Records supplied.
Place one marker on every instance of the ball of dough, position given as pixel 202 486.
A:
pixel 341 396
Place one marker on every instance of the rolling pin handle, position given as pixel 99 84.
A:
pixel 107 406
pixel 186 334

Exercise directions.
Please reproduce each entry above exactly as it reads.

Reply.
Place one marker on every instance of the ball of dough, position given as pixel 202 486.
A:
pixel 341 396
Place one marker on every instance of the rolling pin handle, position given as pixel 99 84.
A:
pixel 107 406
pixel 186 334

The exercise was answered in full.